## Description of the task
Write the records out again, unchanged.

## Materials provided
[Start of Attachment]

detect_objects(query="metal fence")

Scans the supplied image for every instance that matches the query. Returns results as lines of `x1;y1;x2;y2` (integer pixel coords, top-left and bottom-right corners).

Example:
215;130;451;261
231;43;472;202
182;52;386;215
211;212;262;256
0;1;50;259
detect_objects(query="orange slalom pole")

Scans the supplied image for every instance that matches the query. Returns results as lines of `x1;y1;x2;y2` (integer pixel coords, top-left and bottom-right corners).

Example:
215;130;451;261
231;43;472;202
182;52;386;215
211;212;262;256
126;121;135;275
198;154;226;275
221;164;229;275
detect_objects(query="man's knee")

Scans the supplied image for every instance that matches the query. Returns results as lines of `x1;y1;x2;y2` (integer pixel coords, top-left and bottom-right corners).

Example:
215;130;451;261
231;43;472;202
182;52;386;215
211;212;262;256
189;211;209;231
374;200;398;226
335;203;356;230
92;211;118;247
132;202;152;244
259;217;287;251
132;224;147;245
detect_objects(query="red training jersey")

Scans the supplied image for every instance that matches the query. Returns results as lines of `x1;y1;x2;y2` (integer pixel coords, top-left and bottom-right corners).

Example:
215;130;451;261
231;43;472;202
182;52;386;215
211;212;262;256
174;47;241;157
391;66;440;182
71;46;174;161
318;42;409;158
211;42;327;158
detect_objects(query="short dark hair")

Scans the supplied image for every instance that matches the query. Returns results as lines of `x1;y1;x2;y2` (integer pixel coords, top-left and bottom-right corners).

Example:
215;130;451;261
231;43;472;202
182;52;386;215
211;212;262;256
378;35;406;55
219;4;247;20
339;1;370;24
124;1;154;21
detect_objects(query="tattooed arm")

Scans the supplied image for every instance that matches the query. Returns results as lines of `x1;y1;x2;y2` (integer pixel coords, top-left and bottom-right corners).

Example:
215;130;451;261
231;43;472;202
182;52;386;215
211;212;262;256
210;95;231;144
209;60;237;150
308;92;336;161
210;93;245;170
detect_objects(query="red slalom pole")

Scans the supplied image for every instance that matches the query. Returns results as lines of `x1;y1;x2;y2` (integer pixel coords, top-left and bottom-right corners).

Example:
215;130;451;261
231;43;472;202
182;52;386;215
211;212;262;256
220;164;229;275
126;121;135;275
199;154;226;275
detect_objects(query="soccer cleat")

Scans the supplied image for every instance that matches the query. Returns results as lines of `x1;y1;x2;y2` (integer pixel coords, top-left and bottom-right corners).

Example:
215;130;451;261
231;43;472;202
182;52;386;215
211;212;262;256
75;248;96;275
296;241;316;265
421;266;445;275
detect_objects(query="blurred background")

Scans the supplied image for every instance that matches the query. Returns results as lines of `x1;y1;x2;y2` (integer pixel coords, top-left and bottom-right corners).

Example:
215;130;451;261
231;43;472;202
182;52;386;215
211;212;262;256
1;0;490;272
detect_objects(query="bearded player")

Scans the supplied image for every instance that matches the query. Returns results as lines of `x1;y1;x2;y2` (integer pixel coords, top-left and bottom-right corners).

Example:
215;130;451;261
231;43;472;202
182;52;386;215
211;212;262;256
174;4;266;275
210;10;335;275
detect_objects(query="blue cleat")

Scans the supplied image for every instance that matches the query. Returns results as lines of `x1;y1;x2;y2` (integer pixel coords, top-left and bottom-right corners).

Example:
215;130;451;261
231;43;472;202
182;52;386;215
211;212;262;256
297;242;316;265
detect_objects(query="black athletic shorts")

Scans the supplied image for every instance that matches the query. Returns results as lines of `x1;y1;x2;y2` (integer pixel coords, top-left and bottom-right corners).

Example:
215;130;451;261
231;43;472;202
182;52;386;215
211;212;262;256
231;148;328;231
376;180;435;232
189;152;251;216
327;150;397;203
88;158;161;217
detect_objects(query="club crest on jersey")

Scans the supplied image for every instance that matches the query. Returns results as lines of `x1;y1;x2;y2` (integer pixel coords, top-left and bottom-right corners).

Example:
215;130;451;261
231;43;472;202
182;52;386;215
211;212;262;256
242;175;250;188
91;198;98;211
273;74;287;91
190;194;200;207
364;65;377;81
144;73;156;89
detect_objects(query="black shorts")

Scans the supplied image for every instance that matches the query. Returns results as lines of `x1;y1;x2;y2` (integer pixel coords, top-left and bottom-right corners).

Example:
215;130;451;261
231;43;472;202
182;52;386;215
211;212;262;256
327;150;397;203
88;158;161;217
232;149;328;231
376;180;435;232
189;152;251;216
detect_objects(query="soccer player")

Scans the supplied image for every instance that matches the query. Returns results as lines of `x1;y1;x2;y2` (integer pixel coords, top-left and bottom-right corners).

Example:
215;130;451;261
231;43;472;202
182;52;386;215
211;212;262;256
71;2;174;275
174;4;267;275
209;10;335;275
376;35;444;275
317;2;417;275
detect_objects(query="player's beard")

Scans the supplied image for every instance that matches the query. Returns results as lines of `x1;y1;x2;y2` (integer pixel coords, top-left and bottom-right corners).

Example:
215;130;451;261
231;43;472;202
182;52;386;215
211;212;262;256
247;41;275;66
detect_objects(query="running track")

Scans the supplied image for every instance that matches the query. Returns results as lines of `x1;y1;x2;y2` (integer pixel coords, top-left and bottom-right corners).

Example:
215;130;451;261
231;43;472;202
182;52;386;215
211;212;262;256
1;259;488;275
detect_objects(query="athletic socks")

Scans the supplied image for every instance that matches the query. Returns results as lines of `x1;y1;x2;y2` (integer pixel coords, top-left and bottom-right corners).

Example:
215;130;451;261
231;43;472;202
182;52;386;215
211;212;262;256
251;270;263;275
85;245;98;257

[End of Attachment]

## Task solution
detect_objects(query="metal fence")

Scans the supplied image for every instance that matches the query. Returns results as lines of `x1;y1;x2;y2` (integer pixel coords, top-left and bottom-right corners).

Example:
215;130;451;261
231;43;472;202
182;52;386;215
211;212;262;256
0;1;50;259
detect_objects(query="orange slalom pole")

Scans the supplied image for every instance that matches the query. Returns results as lines of `x1;y1;x2;y2` (integer pixel coords, top-left and bottom-right corners).

Example:
215;130;451;261
231;43;472;202
182;52;386;215
211;212;262;256
126;121;135;275
198;154;226;275
221;164;229;275
detect_objects(query="man's knee")

Scans the supplied image for every instance that matches the query. Returns results as lines of `x1;y1;x2;y2` (integer pixel coords, top-left and bottom-right corners).

Example:
215;130;451;261
231;43;472;202
182;52;386;215
211;212;262;256
189;211;209;231
374;200;398;226
335;203;356;230
92;211;118;247
132;202;152;244
259;217;287;251
132;224;147;245
detect_objects(query="red training jersey")

Scans the supplied image for every instance that matches the query. Returns results as lines of `x1;y1;x2;y2` (integer pixel coords, top-left and bottom-right corners).

Example:
215;130;451;261
231;43;472;202
182;52;386;215
211;212;262;256
174;47;241;157
391;66;440;182
71;46;174;161
318;42;409;158
211;42;327;158
detect_objects(query="short dark hair")

Scans the supplied image for every instance that matches the query. Returns results as lines of `x1;y1;x2;y2` (integer pixel coords, top-left and bottom-right corners).

Example:
215;130;451;261
231;43;472;202
182;52;386;215
211;212;262;256
378;35;406;55
219;4;247;20
339;1;370;24
124;1;154;21
detect_objects(query="tattooed arm")

Scans the supplied image for every instance that matches the query. Returns results as lines of `x1;y1;x2;y2` (integer pixel coords, top-left and bottom-right corners).

Example:
215;130;451;261
231;43;472;202
182;52;386;215
211;212;262;256
210;95;231;144
209;60;237;150
308;92;336;161
210;93;245;170
detect_objects(query="red slalom pole")

Scans the supplied image for every instance that matches the query. Returns results as lines of `x1;y1;x2;y2` (integer pixel coords, top-left and bottom-right corners).

Example:
215;130;451;261
231;43;472;202
182;52;386;215
211;212;262;256
220;164;229;275
126;121;135;275
199;154;226;275
detect_objects(query="soccer cleat")

Scans the supplied image for every instance that matches the query. Returns results as lines of `x1;y1;x2;y2` (integer pixel coords, top-left and bottom-right corners).

Example:
215;130;451;261
231;43;472;202
182;52;386;215
211;212;262;256
75;248;96;275
296;241;316;265
421;266;445;275
detect_objects(query="blurred background")

Scans the supplied image for every instance that matches the query. Returns results as lines of `x1;y1;x2;y2` (integer pixel coords, top-left and bottom-right corners).

Example:
215;130;451;261
231;43;472;202
182;52;386;215
211;212;262;256
1;0;490;272
detect_objects(query="bearded player")

Scans the supplied image for every instance that matches the query. Returns results as lines of `x1;y1;x2;y2` (integer pixel coords, top-left and bottom-right corners).

Example:
215;130;451;261
231;43;472;202
182;52;386;215
211;212;262;256
174;4;266;275
210;10;335;275
detect_objects(query="blue cleat")

Scans the supplied image for every instance that matches the query. Returns results as lines of `x1;y1;x2;y2` (integer pixel coords, top-left and bottom-right corners).

Example:
215;130;451;261
231;43;472;202
182;52;386;215
211;212;262;256
297;242;316;265
detect_objects(query="black athletic shorts")

Scans the supplied image for every instance that matches the query. Returns results as lines of `x1;y1;x2;y2` (integer pixel coords, top-left and bottom-right corners).

Example:
215;130;451;261
231;43;472;202
182;52;386;215
211;212;262;256
231;148;328;231
376;180;435;232
189;152;251;216
327;150;397;203
88;158;161;217
detect_objects(query="club crest on jersey")

Scans the supplied image for every instance that matches the query. Returns results as lines of `x1;y1;x2;y2` (integer pixel coords, top-left and bottom-right corners).

Example:
215;130;451;261
231;43;472;202
182;52;386;215
211;212;262;256
242;175;250;188
91;198;98;211
273;74;287;91
190;194;200;207
364;65;377;81
144;73;156;89
detect_objects(query="black shorts")

Scans the supplied image for every instance that matches the query. Returns results as lines of `x1;y1;x2;y2` (integer pixel coords, top-left and bottom-right corners).

Example:
215;130;451;261
231;43;472;202
182;52;386;215
211;212;262;256
327;150;397;203
88;158;161;217
232;149;328;231
376;180;435;232
189;152;251;216
detect_objects(query="soccer player")

Scans the supplied image for every instance that matches the query. Returns results as lines of `x1;y1;x2;y2` (integer pixel coords, top-left and bottom-right corners).

Example:
215;130;451;261
231;43;472;202
182;52;386;215
211;212;262;256
71;2;174;275
174;4;267;275
209;10;335;275
376;35;444;275
317;2;417;275
detect_objects(query="player's beard")

Scans the supplied image for every instance that matches the query. Returns results as lines of `x1;y1;x2;y2` (integer pixel coords, top-left and bottom-right corners).

Example:
215;130;451;261
231;43;472;202
182;52;386;215
211;212;262;256
247;41;275;66
detect_objects(query="running track")

Scans the supplied image for every instance that matches the query. Returns results as lines of `x1;y1;x2;y2` (integer pixel coords, top-left and bottom-right corners).

Example:
215;130;451;261
231;43;472;202
182;52;386;215
211;212;262;256
1;259;488;275
detect_objects(query="athletic socks")

Scans the supplied image for every instance that matches the query. Returns results as lines of `x1;y1;x2;y2` (integer pixel coords, top-left and bottom-right corners).

Example:
215;130;451;261
231;43;472;202
182;52;386;215
211;212;262;256
251;270;263;275
85;245;98;257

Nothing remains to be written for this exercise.